The exercise: Please reproduce the data below with every "american flag" swapped for "flag of the United States", keeping all other text the same.

Data supplied:

* Start *

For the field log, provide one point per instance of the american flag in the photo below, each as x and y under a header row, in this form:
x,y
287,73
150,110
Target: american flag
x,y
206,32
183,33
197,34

* End *

Completed exercise:
For the field log, provide one point per instance of the flag of the United States in the photo below, each as x and y under a header row, in this form:
x,y
287,73
150,110
Target: flag of the United States
x,y
206,32
183,33
197,34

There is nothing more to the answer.